[Opening The data section]

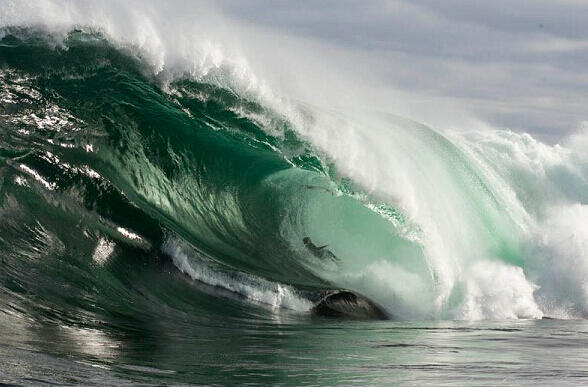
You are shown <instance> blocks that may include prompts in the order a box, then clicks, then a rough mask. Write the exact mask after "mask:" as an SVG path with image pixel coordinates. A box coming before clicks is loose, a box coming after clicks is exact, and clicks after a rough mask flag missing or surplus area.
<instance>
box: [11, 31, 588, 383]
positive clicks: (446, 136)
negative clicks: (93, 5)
mask: <svg viewBox="0 0 588 387" xmlns="http://www.w3.org/2000/svg"><path fill="white" fill-rule="evenodd" d="M184 65H185V66H184V67H182V66H180V65H177V66H174V67H173V68H172V67H165V66H163V67H162V66H161V64H160V63H155V64H154V62H153V61H152V60H151V58H149V57H148V56H146V55H145V52H144V51H143V50H141V49H137V47H136V46H134V45H132V44H127V43H121V42H120V41H118V40H117V39H116V37H112V36H109V35H107V34H105V33H103V32H102V31H99V30H97V29H95V28H90V27H85V26H83V25H76V26H75V27H71V28H65V29H64V28H63V26H61V27H60V28H59V29H56V30H52V29H50V28H40V27H35V26H30V25H27V26H24V25H18V24H11V25H5V26H3V27H2V29H1V34H0V382H2V383H6V384H16V385H21V384H30V385H37V384H42V383H45V384H88V385H92V384H93V385H104V384H111V385H124V384H136V383H141V384H145V385H152V384H153V385H160V384H192V383H193V384H213V385H214V384H223V385H227V384H262V385H267V384H290V385H303V384H305V385H306V384H311V385H312V384H314V385H317V384H321V385H352V384H357V385H384V384H388V385H389V384H410V385H426V384H430V385H460V384H461V385H483V384H489V385H497V384H506V385H522V384H534V385H563V384H586V383H587V382H588V380H587V379H586V378H587V376H588V351H586V348H587V344H588V323H587V321H586V320H585V317H586V315H587V312H588V285H587V284H588V282H587V278H588V255H587V253H586V251H588V250H587V249H586V247H587V246H588V227H586V219H588V204H587V203H588V180H587V177H588V159H587V158H586V156H585V154H584V153H581V152H579V151H577V150H574V148H573V147H567V146H566V145H549V144H544V143H542V142H540V141H538V140H536V139H534V138H533V137H532V136H530V135H528V134H520V133H515V132H511V131H500V130H486V131H471V132H464V131H460V132H441V131H437V130H435V129H433V128H429V127H427V126H426V125H423V124H421V123H418V122H415V121H412V120H408V119H404V118H401V117H396V116H392V115H389V114H383V113H377V112H375V113H355V112H339V111H331V110H327V109H324V108H319V107H316V106H312V105H309V104H305V103H302V102H297V101H293V100H291V99H288V98H287V96H285V97H284V96H279V95H278V94H275V93H271V92H269V91H268V90H267V89H265V88H263V87H261V86H260V85H259V84H258V83H255V82H254V78H251V77H250V76H249V75H248V72H247V71H245V70H243V68H242V67H239V63H233V62H231V61H224V62H223V61H215V62H214V63H213V65H207V64H203V63H197V64H193V63H192V65H194V66H195V67H194V66H192V67H190V66H188V67H186V66H187V65H186V64H185V63H184ZM305 237H310V238H312V240H313V241H314V242H315V243H316V244H317V245H319V246H320V245H328V249H329V251H331V252H332V253H333V254H334V255H335V256H336V257H338V258H339V259H340V260H341V262H340V263H338V264H337V263H335V262H332V261H330V260H321V259H318V258H317V257H316V256H315V255H313V254H312V252H311V251H309V249H307V248H306V247H305V245H304V244H303V242H302V239H303V238H305ZM329 289H349V290H351V291H353V292H356V293H358V294H361V295H363V296H365V297H367V298H368V299H370V300H372V301H373V302H375V303H377V304H378V305H380V306H381V307H382V308H383V309H385V310H386V312H387V313H388V314H389V315H390V317H391V319H390V320H386V321H366V320H361V319H360V320H349V319H331V318H326V317H320V316H316V315H315V314H313V313H312V308H313V306H314V305H315V304H316V303H317V300H318V299H320V297H321V295H322V294H324V292H325V291H326V290H329Z"/></svg>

[Closing The data section]

Task to complete —
Copy the listing above word for word, leaving out the picture.

Response area —
You are shown <instance> blocks that may include prompts in the order a box, then clicks, then a rough mask. Write the exact mask after "mask:" as an SVG path with image pixel coordinates. A box coming before clicks is loose, a box coming after clicks is exact, and clicks after a rough mask flag missing or surplus area.
<instance>
box: [11, 31, 588, 383]
positive clicks: (446, 136)
negative clicks: (93, 5)
mask: <svg viewBox="0 0 588 387" xmlns="http://www.w3.org/2000/svg"><path fill="white" fill-rule="evenodd" d="M184 65H185V66H184V67H182V66H180V65H177V66H174V67H173V68H172V67H165V66H163V67H162V66H161V64H160V63H155V64H154V62H153V61H152V60H151V58H149V57H148V56H146V55H145V52H144V51H143V50H141V49H137V47H136V46H134V45H132V44H127V43H121V42H120V41H118V40H117V39H116V37H112V36H109V35H107V34H105V33H103V32H102V31H99V30H97V29H95V28H90V27H85V26H83V25H76V26H75V27H71V28H65V29H64V28H63V26H61V27H60V28H59V29H56V30H52V29H50V28H40V27H35V26H30V25H27V26H24V25H18V24H11V25H5V26H3V27H2V29H1V34H0V382H2V383H6V384H16V385H21V384H30V385H37V384H42V383H45V384H88V385H92V384H93V385H104V384H111V385H124V384H136V383H141V384H145V385H152V384H153V385H160V384H192V383H193V384H213V385H214V384H223V385H227V384H262V385H267V384H290V385H303V384H305V385H306V384H311V385H312V384H314V385H317V384H321V385H352V384H357V385H384V384H388V385H389V384H410V385H426V384H430V385H460V384H461V385H483V384H489V385H497V384H506V385H522V384H534V385H563V384H586V383H587V382H588V380H587V379H586V378H587V376H588V351H586V348H587V344H588V323H587V321H586V320H585V317H586V315H587V312H588V285H587V284H588V282H587V278H588V255H587V253H586V251H588V250H587V249H586V247H587V246H588V227H586V219H588V204H587V203H588V180H587V177H588V159H587V158H586V156H585V154H584V153H581V152H579V151H577V150H574V148H573V147H567V146H566V145H549V144H544V143H542V142H540V141H538V140H536V139H534V138H533V137H532V136H530V135H528V134H520V133H515V132H511V131H500V130H486V131H471V132H464V131H460V132H441V131H437V130H435V129H433V128H429V127H427V126H426V125H423V124H421V123H418V122H415V121H412V120H408V119H404V118H401V117H396V116H392V115H389V114H383V113H377V112H375V113H355V112H339V111H331V110H327V109H324V108H319V107H316V106H312V105H309V104H305V103H302V102H297V101H293V100H291V99H288V98H287V96H285V97H284V96H279V95H278V94H275V93H271V92H269V91H268V90H267V89H265V88H263V87H261V86H260V85H259V84H258V83H255V82H254V78H251V77H250V76H249V75H248V72H247V71H245V70H243V68H242V67H239V63H233V62H231V61H224V62H223V61H215V62H214V63H213V65H207V64H203V63H197V64H193V63H192V65H194V66H195V67H194V66H192V67H190V66H188V67H186V66H187V65H186V64H185V63H184ZM305 237H310V238H312V240H313V241H314V242H315V243H316V244H317V245H319V246H320V245H328V249H329V251H331V252H332V253H333V254H334V255H335V256H336V257H338V258H339V259H340V260H341V262H340V263H338V264H337V263H335V262H332V261H330V260H321V259H318V258H317V257H316V256H315V255H313V254H312V252H311V251H309V249H307V248H306V247H305V245H304V244H303V242H302V239H303V238H305ZM329 289H349V290H351V291H353V292H356V293H358V294H361V295H363V296H365V297H367V298H368V299H370V300H372V301H373V302H375V303H377V304H378V305H380V306H381V307H382V308H383V309H385V310H386V312H387V313H388V314H389V315H390V317H391V319H390V320H386V321H366V320H361V319H360V320H349V319H331V318H326V317H320V316H316V315H315V314H313V313H312V308H313V306H314V305H315V304H316V303H317V300H318V299H320V297H321V295H322V294H324V292H325V291H326V290H329Z"/></svg>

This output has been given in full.